#### Short problem:
Locate every line in the listing below that contains the string "corn", matching case exactly, and copy each of those lines.
++++ Excerpted records
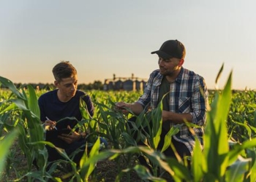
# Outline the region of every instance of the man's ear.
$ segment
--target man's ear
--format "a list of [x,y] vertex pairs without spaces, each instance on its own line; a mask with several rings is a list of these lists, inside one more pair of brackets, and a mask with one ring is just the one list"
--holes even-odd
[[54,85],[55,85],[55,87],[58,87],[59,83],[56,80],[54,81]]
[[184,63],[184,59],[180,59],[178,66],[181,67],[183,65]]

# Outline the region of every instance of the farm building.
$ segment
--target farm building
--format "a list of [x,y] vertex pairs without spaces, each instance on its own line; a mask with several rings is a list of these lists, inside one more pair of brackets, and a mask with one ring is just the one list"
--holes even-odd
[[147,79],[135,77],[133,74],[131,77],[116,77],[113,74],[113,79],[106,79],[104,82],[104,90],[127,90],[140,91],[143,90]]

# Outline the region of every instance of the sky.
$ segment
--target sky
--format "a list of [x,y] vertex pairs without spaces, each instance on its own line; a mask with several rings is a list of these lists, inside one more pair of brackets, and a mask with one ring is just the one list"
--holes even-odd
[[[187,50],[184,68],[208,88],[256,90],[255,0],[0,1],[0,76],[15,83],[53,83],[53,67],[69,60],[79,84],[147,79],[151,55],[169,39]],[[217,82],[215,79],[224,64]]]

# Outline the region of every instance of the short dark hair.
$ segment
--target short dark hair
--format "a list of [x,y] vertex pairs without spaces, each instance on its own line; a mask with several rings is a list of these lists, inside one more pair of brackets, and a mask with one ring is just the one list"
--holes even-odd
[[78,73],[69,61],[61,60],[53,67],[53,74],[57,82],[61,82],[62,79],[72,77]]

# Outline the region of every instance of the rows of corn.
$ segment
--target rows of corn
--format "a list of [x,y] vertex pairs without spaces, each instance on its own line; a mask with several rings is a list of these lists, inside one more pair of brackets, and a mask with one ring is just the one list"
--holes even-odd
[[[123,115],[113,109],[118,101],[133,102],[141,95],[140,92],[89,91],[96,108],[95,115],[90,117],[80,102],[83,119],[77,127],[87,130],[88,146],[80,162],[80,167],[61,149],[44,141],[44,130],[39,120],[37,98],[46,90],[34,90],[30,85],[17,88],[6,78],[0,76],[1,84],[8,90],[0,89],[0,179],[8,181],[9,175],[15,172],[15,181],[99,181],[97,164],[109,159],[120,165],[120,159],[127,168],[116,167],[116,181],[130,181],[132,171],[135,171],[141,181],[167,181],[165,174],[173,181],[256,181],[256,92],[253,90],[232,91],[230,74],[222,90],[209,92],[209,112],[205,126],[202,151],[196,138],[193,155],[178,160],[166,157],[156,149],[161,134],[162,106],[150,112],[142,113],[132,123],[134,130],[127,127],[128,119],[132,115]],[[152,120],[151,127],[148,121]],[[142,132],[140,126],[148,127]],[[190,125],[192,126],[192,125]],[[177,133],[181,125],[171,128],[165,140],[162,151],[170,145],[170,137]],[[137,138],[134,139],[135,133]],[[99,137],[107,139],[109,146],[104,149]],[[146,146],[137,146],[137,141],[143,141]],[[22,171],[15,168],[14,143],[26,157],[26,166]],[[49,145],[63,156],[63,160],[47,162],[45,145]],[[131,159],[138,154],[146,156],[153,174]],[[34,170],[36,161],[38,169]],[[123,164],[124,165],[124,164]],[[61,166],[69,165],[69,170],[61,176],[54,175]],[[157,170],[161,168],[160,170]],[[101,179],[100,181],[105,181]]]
++++++++
#### Solution below:
# Outline the region of every instance of the rows of corn.
--target rows of corn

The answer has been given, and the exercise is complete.